> [Quoted text]
The content of the Chinese demands, however, has more to do with events in China than with those in the Balkans. The longer the war in Kosovo goes on, the clearer it is that the politics of countries outside the conflict become tangled up in it. From the start, Boris Yeltsin, Russia's President, has frustrated his Prime Minister, Yevgeny Primakov, from gaining any advantage in the forthcoming presidential elections through bringing the war to an acceptable end. And meanwhile, Russia's nationalists have found the war a heaven-sent recruiting campaign.

Similarly in China, Kosovo is the focus for old conflicts. The war exacerbates the divisions between the ageing Maoists - with their unswerving hatred of America - and those, such as the Chinese Prime Minister Zhu Rongji, who Tony Blair has gone so far as to claim as a moderniser. For Peking, the conflict also has uncomfortable parallels with the separatist movements among the Muslim minorities in Western Sinkiang - let alone reminding the regime of its brutal and condemned reign in Tibet. Thus, the Chinese opposition to Nato's campaign in Yugoslavia is moved less by ideology than by the fear that Kosovo sets dangerous precedents for both international relations and the loyalty of its own minority peoples.

Until this blunder, the Western powers had assumed that China would acquiesce in any plan that the Russians agreed to; that disappeared the moment the bomber pilot launched the missile at the embassy in Belgrade. China is now demanding that Nato stops bombing before she will green-light any UN-sanctioned ground force. Given that Nato has expressly refused to halt its campaign before the Yugoslav army drives back to its barracks in Serbia, the diplomatic terrain seems almost as impassable as the mountains around Kosovo.

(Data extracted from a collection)
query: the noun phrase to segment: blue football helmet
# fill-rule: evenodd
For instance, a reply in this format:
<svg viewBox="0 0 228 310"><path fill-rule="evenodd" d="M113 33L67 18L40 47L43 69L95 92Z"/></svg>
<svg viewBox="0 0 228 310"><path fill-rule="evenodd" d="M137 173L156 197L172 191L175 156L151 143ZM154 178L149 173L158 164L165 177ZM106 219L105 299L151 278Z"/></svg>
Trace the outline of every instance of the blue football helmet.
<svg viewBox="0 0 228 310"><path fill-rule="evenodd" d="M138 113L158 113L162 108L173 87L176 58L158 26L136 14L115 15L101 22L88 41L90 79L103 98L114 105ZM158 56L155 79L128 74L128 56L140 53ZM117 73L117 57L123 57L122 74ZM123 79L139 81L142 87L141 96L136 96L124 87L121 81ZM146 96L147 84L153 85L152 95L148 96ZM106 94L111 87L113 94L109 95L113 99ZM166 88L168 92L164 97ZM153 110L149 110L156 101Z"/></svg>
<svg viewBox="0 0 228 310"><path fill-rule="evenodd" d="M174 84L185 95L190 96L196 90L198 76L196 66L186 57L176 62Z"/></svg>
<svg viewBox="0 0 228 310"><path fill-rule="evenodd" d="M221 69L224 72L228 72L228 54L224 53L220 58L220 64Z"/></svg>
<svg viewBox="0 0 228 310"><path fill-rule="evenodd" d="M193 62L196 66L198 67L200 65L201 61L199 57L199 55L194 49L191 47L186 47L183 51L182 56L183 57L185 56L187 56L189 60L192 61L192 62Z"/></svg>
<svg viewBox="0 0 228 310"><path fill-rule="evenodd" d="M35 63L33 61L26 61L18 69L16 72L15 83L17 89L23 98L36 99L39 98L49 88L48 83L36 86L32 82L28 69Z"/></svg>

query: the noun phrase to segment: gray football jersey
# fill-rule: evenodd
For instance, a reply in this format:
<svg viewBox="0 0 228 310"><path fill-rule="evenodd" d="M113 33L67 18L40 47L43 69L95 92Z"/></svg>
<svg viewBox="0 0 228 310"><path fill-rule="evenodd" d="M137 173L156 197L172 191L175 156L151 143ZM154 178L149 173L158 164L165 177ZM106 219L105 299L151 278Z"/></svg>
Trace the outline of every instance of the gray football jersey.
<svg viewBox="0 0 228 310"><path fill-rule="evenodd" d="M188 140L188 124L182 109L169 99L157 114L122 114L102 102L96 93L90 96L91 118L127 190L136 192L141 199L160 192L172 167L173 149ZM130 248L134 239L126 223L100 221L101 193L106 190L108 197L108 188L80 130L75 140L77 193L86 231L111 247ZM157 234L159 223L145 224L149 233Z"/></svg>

> [Exercise tasks]
1. Name every person mentioned by name in the Kosovo passage.
2. Carry on the Kosovo passage from its final sentence.

> [Results in order]
1. Boris Yeltsin, Yevgeny Primakov, Zhu Rongji, Tony Blair

2.
In the short term, the Chinese will use the blow against their sovereign territory to ratchet up the pressure on Nato until continuing the bombing becomes painful. Nato is already spending some pounds 45m a day to fight this war (pounds 2m of it coming from British taxpayers). The Western allies will not sustain such spending for much longer without some sign of an end to the conflict. In the medium term, Peking may seek to force Washington to allow it finally to enter the World Trade Organisation, thus strengthening its hand in any future trade disputes.

The longer-term view presents perhaps the most interesting and - from China's perspective - exciting prospect. Despite its one billion inhabitants, the rest of the world does not accord to China the status of a superpower. Russia and the Western powers have habitually sidelined China in the UN Security Council. And the Chinese themselves have thrown down their veto only when their immediate interests have been involved. Chinese priorities are shown by their recent vetoing of the plan to increase the numbers of the UN force in Macedonia. In this case, the immediate interest was Macedonia's recognition of the independence of Taiwan. Peking's elite has always taken a long view, and it may well be seeking to transform the Kosovo crisis into its big break.

Irrespective of what China demands, Nato should stand firm on returning the Kosovar refugees to their homes. There must be no concessions on Tibet or on China's human rights record. We cannot go into battle in Europe under the banner of restoring democracy and human rights if we then ignore the same causes in Asia.